• _Texte à lire_:
------------

Section iii. — Des haies et des fossés plantés.

Ce mode de clôture est généralement adopté dans les campagnes, pour contenir les troupeaux dans les pâturages qui leur sont réservés, pour préserver les jardins et les champs des dommages que pourraient y causer les hommes et les animaux, et pour protéger les vergers contre les vents et le pillage des maraudeurs.

Il y a plusieurs sortes de haies : les haies sèches ou mortes, et les haies vives. On peut encore distinguer les haies fourragères et fruitières ; il en sera traité dans d’autres chapitres de cet ouvrage.

[14 : 3 : 1]
§ ier. — Des haies sèches ou mortes.

Les haies sèches peuvent être construites avec toutes sortes de branchages ; mais lorsqu’on peut choisir, on donne la préférence aux bois épineux, dont les rameaux touffus et garnis d’épines présentent par cela même une plus grande défense ; cependant, à défaut de bois épineux, on emploie souvent les branches provenant de l’élagage des arbres que fournit la propriété, tels que chênes, ormes, etc. La seule chose qu’on ne doit pas perdre de vue, c’est que, si l’on tient à la durée de la haie, on doit éviter avec soin d’employer des bois tendres, tels que tilleuls, saules, peupliers, dont la décomposition, toujours prompte, serait encore hâtée par l’humidité de la terre et par les influences de l’atmosphère.

On enfonce en terre les branches destinées à cette construction, par le gros bout, à une profondeur de 21 centim. (8 pouces) environ, ayant soin de les rapprocher de manière qu’on n’aperçoive aucuns vides à la naissance de la haie (fig. 496) ;
Fig. 496
le plus ordinairement on les consolide au moyen d’une traverse placée de chaque côté, aux deux tiers de sa hauteur, et qu’on assujettit à des pieux solidement fixés à 2 ou 3 mètres de distance les uns des autres (fig. 497 et fig. 498).
Fig. 497 & Fig. 498
Ces traverses ou perches, placées horizontalement, sont liées ensemble, au milieu de l’espace qui se trouve entre les pieux, par un hart qui les resserre de manière que la haie se trouve fortement comprimée entre ces perches ; ce qui la consolide entièrement.

Ces haies sèches sont le plus souvent destinées à protéger la croissance des haies vives nouvellement semées ou plantées ; et leur durée suffit ordinairement, jusqu’à ce que ces dernières soient en état de se défendre elles-mêmes ; elles servent aussi à délimiter les divisions intérieures, principalement dans les pâturages ; mais il vaut mieux pour cette destination avoir des barrières transportables ou mobiles.

------------

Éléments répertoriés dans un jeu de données
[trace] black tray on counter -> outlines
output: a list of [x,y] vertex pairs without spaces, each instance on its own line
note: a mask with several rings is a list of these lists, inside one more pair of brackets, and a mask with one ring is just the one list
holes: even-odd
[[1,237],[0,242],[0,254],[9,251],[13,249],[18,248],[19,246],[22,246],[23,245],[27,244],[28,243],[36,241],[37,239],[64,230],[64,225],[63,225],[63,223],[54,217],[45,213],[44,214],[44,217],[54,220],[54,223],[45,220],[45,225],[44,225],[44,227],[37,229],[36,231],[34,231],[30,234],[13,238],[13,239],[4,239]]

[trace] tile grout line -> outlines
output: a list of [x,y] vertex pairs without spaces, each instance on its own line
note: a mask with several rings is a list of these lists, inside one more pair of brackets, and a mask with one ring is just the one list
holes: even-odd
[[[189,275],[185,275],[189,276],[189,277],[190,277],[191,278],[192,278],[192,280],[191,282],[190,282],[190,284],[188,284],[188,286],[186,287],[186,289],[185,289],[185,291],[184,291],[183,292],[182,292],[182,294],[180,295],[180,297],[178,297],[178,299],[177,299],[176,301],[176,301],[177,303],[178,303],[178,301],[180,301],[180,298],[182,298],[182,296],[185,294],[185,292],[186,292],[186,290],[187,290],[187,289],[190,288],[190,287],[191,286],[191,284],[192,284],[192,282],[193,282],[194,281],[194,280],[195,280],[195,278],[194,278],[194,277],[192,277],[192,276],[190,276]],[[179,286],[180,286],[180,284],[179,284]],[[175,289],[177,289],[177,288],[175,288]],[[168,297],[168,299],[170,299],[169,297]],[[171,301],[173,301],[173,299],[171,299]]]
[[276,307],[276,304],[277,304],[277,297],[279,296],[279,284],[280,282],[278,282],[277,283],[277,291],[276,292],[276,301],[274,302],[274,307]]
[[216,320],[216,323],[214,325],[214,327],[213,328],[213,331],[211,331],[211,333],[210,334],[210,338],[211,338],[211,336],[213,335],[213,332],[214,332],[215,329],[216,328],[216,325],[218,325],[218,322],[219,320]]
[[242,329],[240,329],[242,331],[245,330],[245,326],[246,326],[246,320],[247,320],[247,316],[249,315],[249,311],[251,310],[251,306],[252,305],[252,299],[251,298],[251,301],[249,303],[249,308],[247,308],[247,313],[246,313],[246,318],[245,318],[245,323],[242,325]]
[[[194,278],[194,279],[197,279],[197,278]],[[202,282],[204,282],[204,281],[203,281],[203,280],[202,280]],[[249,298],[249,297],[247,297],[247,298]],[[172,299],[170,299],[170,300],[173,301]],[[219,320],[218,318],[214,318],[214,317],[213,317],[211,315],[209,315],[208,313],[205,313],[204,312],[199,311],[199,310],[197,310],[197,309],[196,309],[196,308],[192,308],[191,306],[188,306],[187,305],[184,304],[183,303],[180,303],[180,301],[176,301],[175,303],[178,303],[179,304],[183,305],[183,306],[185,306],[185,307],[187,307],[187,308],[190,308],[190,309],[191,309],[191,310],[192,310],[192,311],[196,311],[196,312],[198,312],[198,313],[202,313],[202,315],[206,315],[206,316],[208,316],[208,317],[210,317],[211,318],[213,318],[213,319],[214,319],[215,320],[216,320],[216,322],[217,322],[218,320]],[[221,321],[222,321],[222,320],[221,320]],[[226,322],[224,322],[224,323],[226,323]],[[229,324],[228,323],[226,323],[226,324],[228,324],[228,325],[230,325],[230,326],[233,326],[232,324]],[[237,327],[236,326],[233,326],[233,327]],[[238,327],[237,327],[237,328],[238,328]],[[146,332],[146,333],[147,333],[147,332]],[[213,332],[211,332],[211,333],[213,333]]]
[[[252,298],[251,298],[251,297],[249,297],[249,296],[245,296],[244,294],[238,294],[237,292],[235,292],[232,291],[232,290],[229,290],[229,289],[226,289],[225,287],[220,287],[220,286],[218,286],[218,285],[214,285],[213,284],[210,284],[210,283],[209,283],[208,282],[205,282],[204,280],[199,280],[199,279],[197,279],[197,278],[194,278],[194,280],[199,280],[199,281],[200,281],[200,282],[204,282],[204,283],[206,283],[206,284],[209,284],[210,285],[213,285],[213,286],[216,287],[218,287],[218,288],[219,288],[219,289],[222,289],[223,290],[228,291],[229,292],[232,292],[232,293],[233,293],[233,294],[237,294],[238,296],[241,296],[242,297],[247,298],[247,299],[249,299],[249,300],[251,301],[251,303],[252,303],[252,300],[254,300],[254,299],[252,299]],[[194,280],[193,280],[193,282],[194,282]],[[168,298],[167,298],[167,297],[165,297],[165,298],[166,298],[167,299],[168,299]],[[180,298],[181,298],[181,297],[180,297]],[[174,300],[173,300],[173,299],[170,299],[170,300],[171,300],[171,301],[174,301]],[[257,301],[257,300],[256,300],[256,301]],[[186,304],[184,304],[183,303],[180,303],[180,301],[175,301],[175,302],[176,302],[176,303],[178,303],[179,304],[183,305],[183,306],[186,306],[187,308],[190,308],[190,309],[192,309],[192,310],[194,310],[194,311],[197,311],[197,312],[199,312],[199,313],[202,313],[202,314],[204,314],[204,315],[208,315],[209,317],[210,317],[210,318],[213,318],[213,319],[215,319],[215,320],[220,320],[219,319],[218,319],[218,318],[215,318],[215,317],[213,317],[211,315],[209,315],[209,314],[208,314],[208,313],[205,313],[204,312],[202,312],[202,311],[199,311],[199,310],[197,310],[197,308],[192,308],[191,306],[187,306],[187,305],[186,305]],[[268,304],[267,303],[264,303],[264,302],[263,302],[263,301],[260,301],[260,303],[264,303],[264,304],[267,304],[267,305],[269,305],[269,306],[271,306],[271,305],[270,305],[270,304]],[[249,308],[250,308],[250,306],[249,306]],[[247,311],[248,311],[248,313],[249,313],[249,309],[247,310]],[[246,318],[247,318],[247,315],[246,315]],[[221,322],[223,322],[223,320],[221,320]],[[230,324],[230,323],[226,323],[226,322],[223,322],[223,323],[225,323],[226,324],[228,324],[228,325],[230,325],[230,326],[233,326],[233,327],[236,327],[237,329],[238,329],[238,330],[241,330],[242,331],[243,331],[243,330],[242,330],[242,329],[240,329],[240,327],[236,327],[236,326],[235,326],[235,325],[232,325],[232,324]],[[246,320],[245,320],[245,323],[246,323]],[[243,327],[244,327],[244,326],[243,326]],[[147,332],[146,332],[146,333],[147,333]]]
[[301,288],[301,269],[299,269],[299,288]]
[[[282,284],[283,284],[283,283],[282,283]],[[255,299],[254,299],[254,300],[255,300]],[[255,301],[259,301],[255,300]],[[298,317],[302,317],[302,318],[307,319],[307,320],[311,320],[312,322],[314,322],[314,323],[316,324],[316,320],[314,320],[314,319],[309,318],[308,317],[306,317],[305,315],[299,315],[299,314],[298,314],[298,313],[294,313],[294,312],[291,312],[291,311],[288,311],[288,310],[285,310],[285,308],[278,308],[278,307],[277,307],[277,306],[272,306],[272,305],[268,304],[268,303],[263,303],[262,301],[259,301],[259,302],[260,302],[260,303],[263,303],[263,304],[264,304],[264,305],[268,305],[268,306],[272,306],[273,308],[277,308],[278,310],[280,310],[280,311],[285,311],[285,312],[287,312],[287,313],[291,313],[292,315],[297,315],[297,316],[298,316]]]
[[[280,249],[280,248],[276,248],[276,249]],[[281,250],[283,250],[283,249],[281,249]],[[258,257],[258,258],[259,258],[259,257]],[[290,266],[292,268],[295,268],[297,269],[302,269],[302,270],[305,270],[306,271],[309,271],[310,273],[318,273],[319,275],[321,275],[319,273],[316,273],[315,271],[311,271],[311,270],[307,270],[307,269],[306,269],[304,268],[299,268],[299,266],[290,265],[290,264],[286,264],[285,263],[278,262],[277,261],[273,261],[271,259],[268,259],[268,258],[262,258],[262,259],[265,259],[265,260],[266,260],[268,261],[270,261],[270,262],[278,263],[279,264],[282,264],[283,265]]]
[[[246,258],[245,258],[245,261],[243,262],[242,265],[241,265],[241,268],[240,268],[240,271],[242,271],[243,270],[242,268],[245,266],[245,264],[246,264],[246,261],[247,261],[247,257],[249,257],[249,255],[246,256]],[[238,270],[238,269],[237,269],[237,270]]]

------------

• _Exercices_:
A) Recopiez, dans le texte sur les haies, tout ce qui va de « Section iii. — » jusqu'à « pillage des maraudeurs. ».
B) D'après le texte sur les haies, pourquoi faut-il éviter les bois tendres quand on veut une haie sèche durable ?
Les enregistrements forment un matériau à part, distinct du texte.

• _Réponses attendues_:
A)
Section iii. — Des haies et des fossés plantés.

Ce mode de clôture est généralement adopté dans les campagnes, pour contenir les troupeaux dans les pâturages qui leur sont réservés, pour préserver les jardins et les champs des dommages que pourraient y causer les hommes et les animaux, et pour protéger les vergers contre les vents et le pillage des maraudeurs.

B) Les bois tendres, comme les tilleuls, les saules et les peupliers, se décomposent toujours rapidement. Cette décomposition serait encore hâtée par l'humidité de la terre et par les influences de l'atmosphère.